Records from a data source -
........
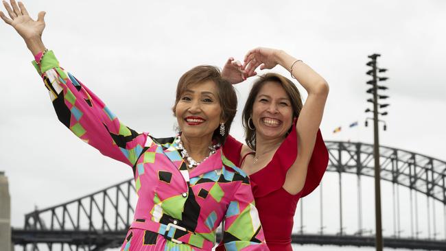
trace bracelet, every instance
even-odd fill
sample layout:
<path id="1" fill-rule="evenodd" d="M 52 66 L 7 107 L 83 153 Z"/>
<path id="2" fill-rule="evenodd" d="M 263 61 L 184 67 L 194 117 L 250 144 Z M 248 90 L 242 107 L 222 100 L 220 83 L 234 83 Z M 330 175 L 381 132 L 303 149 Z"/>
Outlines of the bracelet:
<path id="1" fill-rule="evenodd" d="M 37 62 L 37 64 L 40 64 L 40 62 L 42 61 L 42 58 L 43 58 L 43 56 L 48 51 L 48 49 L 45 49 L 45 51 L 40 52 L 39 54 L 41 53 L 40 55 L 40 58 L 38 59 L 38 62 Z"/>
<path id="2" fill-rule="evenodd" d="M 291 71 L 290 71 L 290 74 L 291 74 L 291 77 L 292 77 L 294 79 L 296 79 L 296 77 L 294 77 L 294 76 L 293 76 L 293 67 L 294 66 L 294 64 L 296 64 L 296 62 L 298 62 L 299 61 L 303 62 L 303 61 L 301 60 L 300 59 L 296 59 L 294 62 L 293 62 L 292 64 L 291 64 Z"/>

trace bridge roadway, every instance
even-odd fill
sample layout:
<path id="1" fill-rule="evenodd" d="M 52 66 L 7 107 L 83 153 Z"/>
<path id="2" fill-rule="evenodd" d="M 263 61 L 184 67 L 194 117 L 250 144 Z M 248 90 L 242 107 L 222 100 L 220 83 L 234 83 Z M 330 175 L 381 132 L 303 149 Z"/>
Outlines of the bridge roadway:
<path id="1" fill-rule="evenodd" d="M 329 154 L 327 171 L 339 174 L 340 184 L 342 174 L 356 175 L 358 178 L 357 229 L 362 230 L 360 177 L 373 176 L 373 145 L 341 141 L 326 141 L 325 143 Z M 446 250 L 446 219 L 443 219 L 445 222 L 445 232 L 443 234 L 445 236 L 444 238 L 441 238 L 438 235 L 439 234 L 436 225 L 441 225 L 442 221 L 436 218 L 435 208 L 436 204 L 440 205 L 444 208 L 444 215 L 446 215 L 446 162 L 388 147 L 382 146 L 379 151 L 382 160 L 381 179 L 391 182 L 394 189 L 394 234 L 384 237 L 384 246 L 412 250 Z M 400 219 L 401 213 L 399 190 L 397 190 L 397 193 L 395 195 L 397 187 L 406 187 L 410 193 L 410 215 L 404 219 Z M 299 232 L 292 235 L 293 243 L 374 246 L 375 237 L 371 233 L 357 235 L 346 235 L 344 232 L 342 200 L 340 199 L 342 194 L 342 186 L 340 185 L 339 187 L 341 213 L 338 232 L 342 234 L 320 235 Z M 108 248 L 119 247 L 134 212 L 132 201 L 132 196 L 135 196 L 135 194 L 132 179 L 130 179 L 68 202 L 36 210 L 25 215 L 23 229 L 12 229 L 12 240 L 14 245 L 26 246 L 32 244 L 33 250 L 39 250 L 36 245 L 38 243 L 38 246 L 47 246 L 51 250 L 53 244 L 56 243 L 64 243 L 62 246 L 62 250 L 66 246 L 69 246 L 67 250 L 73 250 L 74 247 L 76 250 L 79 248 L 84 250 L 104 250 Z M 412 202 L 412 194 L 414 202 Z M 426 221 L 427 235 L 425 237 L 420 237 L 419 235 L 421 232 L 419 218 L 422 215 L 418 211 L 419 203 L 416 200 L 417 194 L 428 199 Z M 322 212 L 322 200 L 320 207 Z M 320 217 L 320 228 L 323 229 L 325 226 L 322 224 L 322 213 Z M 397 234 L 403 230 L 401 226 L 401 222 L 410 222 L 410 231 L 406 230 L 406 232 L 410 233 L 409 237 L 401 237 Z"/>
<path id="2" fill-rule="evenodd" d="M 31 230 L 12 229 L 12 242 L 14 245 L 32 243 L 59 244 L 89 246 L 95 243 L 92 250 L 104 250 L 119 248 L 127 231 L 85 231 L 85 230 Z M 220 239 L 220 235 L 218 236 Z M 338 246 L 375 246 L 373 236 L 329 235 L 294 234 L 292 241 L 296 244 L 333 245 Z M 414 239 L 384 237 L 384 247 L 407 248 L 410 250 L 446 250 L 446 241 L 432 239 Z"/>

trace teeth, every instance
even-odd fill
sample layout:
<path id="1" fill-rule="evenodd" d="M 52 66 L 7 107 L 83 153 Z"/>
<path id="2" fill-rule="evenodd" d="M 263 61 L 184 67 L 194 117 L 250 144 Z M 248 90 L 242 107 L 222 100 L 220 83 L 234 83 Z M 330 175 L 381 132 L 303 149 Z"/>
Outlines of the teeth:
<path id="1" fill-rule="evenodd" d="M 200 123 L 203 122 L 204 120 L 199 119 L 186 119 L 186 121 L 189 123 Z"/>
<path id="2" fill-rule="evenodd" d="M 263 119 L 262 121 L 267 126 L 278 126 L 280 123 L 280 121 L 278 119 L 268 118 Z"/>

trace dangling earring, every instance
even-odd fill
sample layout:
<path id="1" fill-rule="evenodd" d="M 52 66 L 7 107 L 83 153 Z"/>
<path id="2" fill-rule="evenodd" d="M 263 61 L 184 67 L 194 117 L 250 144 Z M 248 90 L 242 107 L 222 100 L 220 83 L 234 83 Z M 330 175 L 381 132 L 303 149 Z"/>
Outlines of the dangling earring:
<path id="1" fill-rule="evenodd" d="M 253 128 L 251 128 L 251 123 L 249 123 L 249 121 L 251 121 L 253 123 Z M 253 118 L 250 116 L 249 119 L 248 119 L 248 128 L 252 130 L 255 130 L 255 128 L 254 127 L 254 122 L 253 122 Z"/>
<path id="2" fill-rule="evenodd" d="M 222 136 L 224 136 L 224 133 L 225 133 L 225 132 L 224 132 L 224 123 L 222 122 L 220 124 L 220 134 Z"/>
........
SHORT PROBLEM - Retype all of the items above verbatim, leaving out the pictures.

TASK RESPONSE -
trace bracelet, every instance
even-odd fill
sample layout:
<path id="1" fill-rule="evenodd" d="M 52 66 L 7 107 L 83 153 Z"/>
<path id="2" fill-rule="evenodd" d="M 263 61 L 184 67 L 194 117 L 250 144 Z M 248 90 L 242 107 L 222 100 L 220 83 L 234 83 Z M 330 175 L 381 132 L 303 149 Z"/>
Outlines of the bracelet:
<path id="1" fill-rule="evenodd" d="M 37 62 L 37 64 L 40 64 L 40 62 L 42 61 L 42 58 L 43 58 L 43 56 L 48 51 L 48 49 L 45 49 L 45 51 L 40 52 L 39 54 L 41 53 L 40 55 L 40 58 L 38 59 L 38 62 Z"/>
<path id="2" fill-rule="evenodd" d="M 291 71 L 290 71 L 290 74 L 291 74 L 291 77 L 292 77 L 294 79 L 296 79 L 296 77 L 294 77 L 294 76 L 293 76 L 293 67 L 294 66 L 294 64 L 296 64 L 296 62 L 298 62 L 299 61 L 303 62 L 303 61 L 301 60 L 300 59 L 296 59 L 294 62 L 293 62 L 292 64 L 291 64 Z"/>

trace bridge roadway, every instance
even-odd fill
sample layout:
<path id="1" fill-rule="evenodd" d="M 52 66 L 7 107 L 83 153 Z"/>
<path id="2" fill-rule="evenodd" d="M 263 61 L 184 67 L 194 117 L 250 144 Z M 248 90 L 242 107 L 222 100 L 220 83 L 234 83 Z M 330 175 L 381 132 L 303 149 Z"/>
Outlines of the bridge roadway:
<path id="1" fill-rule="evenodd" d="M 329 154 L 327 171 L 339 174 L 340 184 L 342 174 L 356 175 L 358 178 L 357 229 L 362 230 L 360 177 L 373 176 L 373 145 L 341 141 L 326 141 L 325 143 Z M 446 250 L 446 219 L 443 219 L 445 222 L 445 232 L 443 234 L 445 236 L 444 238 L 441 238 L 438 235 L 439 234 L 436 225 L 441 225 L 442 221 L 436 218 L 435 208 L 436 204 L 440 205 L 444 208 L 444 215 L 446 215 L 446 162 L 388 147 L 382 146 L 379 151 L 382 160 L 381 179 L 391 182 L 394 189 L 394 234 L 384 237 L 384 246 L 412 250 Z M 400 219 L 401 213 L 399 190 L 397 190 L 397 193 L 395 195 L 397 187 L 406 187 L 410 193 L 410 215 L 404 219 Z M 299 232 L 292 235 L 293 243 L 374 246 L 375 237 L 371 233 L 357 235 L 346 235 L 344 232 L 342 200 L 340 199 L 342 194 L 342 186 L 340 185 L 339 187 L 341 213 L 338 232 L 342 234 L 320 235 Z M 108 248 L 119 247 L 134 212 L 132 201 L 132 196 L 135 196 L 135 194 L 132 179 L 130 179 L 68 202 L 36 210 L 25 215 L 23 229 L 12 229 L 12 240 L 14 245 L 26 246 L 32 244 L 33 250 L 39 250 L 36 245 L 38 243 L 38 246 L 47 246 L 51 250 L 53 244 L 56 243 L 64 243 L 62 246 L 62 250 L 66 246 L 69 246 L 67 250 L 73 250 L 74 247 L 76 250 L 79 248 L 84 250 L 104 250 Z M 412 202 L 412 194 L 414 202 Z M 426 221 L 427 235 L 425 237 L 420 237 L 419 235 L 421 232 L 419 218 L 422 215 L 418 211 L 419 203 L 416 200 L 417 194 L 428 199 Z M 322 212 L 322 200 L 320 207 Z M 320 217 L 320 228 L 323 229 L 325 226 L 322 224 L 322 213 Z M 397 234 L 403 230 L 401 226 L 401 222 L 410 222 L 410 231 L 406 230 L 406 232 L 410 233 L 409 237 L 401 237 Z"/>
<path id="2" fill-rule="evenodd" d="M 31 230 L 12 229 L 12 242 L 14 245 L 32 243 L 59 244 L 89 246 L 95 243 L 92 250 L 104 250 L 119 248 L 127 231 L 85 231 L 85 230 Z M 220 239 L 220 235 L 218 236 Z M 338 246 L 375 246 L 373 236 L 329 235 L 294 234 L 292 241 L 296 244 L 333 245 Z M 414 239 L 384 237 L 384 247 L 407 248 L 410 250 L 446 250 L 446 241 L 432 239 Z"/>

trace teeth, every instance
even-odd fill
sample layout:
<path id="1" fill-rule="evenodd" d="M 52 66 L 7 107 L 83 153 Z"/>
<path id="2" fill-rule="evenodd" d="M 263 61 L 184 67 L 194 117 L 250 144 Z M 248 90 L 242 107 L 222 100 L 220 83 L 234 83 Z M 330 175 L 381 132 L 303 149 Z"/>
Outlines of the teeth:
<path id="1" fill-rule="evenodd" d="M 200 123 L 203 122 L 204 120 L 199 119 L 186 119 L 186 121 L 189 123 Z"/>
<path id="2" fill-rule="evenodd" d="M 263 119 L 262 121 L 267 126 L 278 126 L 280 123 L 280 121 L 278 119 L 268 118 Z"/>

trace dangling earring, every instance
even-odd fill
sample layout:
<path id="1" fill-rule="evenodd" d="M 52 66 L 7 107 L 83 153 Z"/>
<path id="2" fill-rule="evenodd" d="M 263 61 L 184 67 L 194 117 L 250 144 Z M 248 90 L 242 107 L 222 100 L 220 83 L 234 83 Z M 330 175 L 381 132 L 303 149 Z"/>
Outlines of the dangling earring:
<path id="1" fill-rule="evenodd" d="M 253 128 L 251 128 L 251 123 L 249 123 L 249 121 L 251 121 L 253 123 Z M 253 118 L 250 116 L 249 119 L 248 119 L 248 128 L 252 130 L 255 130 L 255 128 L 254 127 L 254 122 L 253 122 Z"/>
<path id="2" fill-rule="evenodd" d="M 222 136 L 224 136 L 224 133 L 225 133 L 225 132 L 224 132 L 224 123 L 222 122 L 220 124 L 220 134 Z"/>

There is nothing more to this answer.